*** Opening Document excerpt ***
EPF: More than three million contributors yet to rebuild their savings after special withdrawals
KUALA LUMPUR, May 19 — About 3.1 million contributors who made withdrawals via the four withdrawal schemes of the Employees' Provident Fund (EPF) have not been able to rebuild their respective savings, revealed EPF.
EPF said that the amount is equivalent to 39 per cent of the total of 8.1 million EPF members who make withdrawals with their current savings rate is only around RM890, Utusan Malaysia reported.
Of the 8.1 million members making withdrawals, EPF said that 0.3 million (four per cent) have reached the age of 55 and above, which qualifies them to make full withdrawals of all their savings.
A total of 4.6 million contributors or 59 per cent have started to rebuild their savings with net savings growth amounting to RM26.1 billion within eight months of making withdrawals.
However, EPF said that the percentage of its members who will reach a basic savings amount of RM240,000 at the age of 55 dropped drastically, from 36 per cent in 2020 to only 29 per cent at the end of 2022.
*** Closing Document excerpt ***
» **Task instructions**:
A - Please shorten the paragraph of the EPF article that begins "A total of 4.6 million contributors" into a single brief sentence, keeping its figures.
B - For each statement below, decide whether the EPF article supports it. Answer yes or no and quote the words that settle it.
(i) About 3.1 million contributors who made withdrawals have not been able to rebuild their savings.
(ii) The share of members expected to reach RM240,000 in basic savings at age 55 rose between 2020 and 2022.
(iii) The 0.3 million members aged 55 and above qualify to withdraw all their savings.
C - Write out everything in the EPF article from "EPF: More than" down to "Utusan Malaysia reported.", without changing a word.
*** Opening Data excerpts ***
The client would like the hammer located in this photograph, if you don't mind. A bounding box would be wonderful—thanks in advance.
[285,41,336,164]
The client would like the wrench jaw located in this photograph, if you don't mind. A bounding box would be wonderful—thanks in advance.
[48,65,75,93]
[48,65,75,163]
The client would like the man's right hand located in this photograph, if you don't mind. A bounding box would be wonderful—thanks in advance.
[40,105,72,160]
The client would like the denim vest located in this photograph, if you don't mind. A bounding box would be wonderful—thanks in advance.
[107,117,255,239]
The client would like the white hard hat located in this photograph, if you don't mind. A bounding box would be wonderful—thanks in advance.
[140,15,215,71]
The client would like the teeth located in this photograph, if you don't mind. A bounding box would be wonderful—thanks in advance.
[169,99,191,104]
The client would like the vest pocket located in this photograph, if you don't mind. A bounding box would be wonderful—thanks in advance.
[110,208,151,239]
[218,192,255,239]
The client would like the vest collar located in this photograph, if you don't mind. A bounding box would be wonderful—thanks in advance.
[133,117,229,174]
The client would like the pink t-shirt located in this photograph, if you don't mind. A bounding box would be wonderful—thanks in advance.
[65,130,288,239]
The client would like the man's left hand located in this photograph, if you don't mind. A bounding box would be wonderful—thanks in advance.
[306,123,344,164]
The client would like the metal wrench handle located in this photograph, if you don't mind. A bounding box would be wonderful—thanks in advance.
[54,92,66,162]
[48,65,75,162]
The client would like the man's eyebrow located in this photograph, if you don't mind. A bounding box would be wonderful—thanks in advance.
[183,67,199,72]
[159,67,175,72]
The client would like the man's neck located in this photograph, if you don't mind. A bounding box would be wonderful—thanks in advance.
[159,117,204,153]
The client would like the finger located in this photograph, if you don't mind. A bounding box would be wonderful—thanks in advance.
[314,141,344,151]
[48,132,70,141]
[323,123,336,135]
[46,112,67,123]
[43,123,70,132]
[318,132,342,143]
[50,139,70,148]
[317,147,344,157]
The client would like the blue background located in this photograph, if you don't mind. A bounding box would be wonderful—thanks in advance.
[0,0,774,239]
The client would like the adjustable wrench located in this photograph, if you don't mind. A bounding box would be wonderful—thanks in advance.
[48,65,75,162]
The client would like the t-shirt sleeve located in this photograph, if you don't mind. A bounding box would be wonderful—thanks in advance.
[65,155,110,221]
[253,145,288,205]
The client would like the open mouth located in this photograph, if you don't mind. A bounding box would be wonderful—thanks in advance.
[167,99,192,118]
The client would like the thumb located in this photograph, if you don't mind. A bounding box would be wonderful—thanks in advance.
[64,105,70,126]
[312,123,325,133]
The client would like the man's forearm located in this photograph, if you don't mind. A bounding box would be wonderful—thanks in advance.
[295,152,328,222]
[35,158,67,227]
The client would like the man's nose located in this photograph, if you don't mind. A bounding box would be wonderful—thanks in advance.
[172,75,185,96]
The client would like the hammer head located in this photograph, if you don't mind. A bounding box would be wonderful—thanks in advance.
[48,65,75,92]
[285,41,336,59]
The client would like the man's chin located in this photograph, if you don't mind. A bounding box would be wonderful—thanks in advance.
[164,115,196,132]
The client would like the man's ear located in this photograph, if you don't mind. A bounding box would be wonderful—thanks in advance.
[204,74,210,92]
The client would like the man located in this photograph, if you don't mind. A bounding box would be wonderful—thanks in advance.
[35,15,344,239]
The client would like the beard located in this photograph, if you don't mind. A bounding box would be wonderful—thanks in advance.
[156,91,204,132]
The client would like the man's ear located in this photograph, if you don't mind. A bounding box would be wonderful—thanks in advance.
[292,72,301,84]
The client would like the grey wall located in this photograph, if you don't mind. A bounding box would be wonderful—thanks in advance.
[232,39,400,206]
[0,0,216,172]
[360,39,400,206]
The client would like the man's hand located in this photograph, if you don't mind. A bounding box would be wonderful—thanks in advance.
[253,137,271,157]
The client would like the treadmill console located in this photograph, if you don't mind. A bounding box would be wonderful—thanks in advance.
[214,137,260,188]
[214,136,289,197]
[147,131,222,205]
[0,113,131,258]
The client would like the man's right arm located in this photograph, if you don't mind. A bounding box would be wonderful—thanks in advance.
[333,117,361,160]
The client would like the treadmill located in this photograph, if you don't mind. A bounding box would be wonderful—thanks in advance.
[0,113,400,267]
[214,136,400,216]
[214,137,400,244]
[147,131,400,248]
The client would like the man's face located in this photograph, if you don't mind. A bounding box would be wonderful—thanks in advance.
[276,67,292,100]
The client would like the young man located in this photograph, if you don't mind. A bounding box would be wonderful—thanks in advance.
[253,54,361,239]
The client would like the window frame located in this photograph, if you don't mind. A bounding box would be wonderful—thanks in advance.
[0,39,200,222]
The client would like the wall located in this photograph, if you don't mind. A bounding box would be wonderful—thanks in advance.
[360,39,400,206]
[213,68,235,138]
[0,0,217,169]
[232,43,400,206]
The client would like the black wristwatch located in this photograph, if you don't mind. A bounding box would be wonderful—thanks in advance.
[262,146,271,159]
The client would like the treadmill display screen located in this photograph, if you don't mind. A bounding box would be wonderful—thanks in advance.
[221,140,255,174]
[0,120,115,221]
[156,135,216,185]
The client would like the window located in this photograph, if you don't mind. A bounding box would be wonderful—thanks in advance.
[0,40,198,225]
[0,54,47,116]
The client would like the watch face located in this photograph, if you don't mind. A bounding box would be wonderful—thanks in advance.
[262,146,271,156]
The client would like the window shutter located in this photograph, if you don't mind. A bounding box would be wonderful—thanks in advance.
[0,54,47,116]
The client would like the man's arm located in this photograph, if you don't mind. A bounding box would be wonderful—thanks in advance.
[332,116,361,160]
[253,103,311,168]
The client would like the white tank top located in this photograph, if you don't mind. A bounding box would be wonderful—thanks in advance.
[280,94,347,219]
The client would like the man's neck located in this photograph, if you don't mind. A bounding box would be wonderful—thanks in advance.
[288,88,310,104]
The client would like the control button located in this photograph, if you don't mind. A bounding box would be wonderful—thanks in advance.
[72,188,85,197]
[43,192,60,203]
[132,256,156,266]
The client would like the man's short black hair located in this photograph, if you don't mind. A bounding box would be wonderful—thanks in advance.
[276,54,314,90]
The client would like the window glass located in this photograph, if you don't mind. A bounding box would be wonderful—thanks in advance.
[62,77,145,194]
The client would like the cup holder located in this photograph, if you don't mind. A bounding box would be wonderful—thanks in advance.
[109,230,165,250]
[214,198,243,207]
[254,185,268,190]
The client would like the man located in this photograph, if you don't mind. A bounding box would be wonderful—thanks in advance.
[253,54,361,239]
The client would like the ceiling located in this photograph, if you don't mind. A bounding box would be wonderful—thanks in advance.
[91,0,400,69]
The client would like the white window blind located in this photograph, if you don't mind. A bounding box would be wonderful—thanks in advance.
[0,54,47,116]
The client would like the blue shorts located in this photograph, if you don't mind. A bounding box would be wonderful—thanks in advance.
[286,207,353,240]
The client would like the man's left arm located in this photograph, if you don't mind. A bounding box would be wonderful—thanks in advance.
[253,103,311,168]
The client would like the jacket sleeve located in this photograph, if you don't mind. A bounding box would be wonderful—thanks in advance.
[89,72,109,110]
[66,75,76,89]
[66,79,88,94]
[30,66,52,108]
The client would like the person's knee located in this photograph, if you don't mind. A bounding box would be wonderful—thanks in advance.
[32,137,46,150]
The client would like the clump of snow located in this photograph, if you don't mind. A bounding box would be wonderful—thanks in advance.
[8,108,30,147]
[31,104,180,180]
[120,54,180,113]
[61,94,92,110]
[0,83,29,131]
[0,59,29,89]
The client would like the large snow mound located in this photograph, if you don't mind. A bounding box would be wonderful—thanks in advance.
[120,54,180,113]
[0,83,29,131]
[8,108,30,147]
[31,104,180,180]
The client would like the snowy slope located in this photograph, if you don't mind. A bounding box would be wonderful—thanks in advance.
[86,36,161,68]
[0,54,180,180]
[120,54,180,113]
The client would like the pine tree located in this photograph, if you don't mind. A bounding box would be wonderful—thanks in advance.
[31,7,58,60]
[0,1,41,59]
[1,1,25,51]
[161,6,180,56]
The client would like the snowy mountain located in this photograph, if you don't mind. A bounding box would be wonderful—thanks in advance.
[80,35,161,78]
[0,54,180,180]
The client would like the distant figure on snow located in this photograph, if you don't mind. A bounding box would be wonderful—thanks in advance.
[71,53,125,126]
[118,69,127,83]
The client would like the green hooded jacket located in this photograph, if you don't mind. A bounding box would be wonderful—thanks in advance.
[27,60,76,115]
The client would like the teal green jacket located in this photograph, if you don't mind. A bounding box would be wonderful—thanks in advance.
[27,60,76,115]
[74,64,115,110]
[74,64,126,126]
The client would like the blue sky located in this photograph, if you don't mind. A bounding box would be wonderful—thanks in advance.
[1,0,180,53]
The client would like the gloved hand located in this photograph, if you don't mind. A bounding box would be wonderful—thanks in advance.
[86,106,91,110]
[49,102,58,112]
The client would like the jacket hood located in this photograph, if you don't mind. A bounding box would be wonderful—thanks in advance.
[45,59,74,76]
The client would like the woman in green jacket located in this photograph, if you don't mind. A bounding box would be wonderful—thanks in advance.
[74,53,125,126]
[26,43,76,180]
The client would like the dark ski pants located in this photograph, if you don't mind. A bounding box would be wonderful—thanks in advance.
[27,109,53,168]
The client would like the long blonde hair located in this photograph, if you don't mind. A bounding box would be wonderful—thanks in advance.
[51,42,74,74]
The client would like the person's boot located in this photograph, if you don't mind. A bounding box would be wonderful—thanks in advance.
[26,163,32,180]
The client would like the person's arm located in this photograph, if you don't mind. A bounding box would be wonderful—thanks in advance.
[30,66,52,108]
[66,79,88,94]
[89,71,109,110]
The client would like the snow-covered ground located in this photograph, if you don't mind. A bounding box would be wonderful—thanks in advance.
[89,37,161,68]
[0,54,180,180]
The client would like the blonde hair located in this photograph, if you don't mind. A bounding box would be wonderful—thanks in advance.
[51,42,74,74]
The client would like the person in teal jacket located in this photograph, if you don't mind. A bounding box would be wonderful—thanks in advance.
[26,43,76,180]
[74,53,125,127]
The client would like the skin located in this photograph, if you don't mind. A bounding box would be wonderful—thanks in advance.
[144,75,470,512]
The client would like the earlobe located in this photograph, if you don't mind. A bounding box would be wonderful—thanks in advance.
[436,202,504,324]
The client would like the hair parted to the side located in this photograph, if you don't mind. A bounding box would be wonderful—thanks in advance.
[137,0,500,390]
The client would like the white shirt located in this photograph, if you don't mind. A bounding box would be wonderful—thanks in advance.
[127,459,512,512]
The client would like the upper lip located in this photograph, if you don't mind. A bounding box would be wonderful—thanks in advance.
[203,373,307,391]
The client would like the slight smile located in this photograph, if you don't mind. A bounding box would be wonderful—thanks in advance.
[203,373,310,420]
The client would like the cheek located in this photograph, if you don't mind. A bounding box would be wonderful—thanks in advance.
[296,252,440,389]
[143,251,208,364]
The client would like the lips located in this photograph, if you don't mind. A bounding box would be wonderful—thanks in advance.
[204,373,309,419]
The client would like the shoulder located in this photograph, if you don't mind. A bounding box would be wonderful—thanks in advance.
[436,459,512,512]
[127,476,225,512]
*** Closing Data excerpts ***
» **Results by task**:
A - Some 4.6 million contributors (59 per cent) have begun rebuilding their savings, with net growth of RM26.1 billion within eight months of withdrawing.

B -
(i) Yes: "About 3.1 million contributors who made withdrawals via the four withdrawal schemes of the Employees' Provident Fund (EPF) have not been able to rebuild their respective savings"
(ii) No: "dropped drastically, from 36 per cent in 2020 to only 29 per cent at the end of 2022"
(iii) Yes: "0.3 million (four per cent) have reached the age of 55 and above, which qualifies them to make full withdrawals of all their savings"

C -
EPF: More than three million contributors yet to rebuild their savings after special withdrawals
KUALA LUMPUR, May 19 — About 3.1 million contributors who made withdrawals via the four withdrawal schemes of the Employees' Provident Fund (EPF) have not been able to rebuild their respective savings, revealed EPF.
EPF said that the amount is equivalent to 39 per cent of the total of 8.1 million EPF members who make withdrawals with their current savings rate is only around RM890, Utusan Malaysia reported.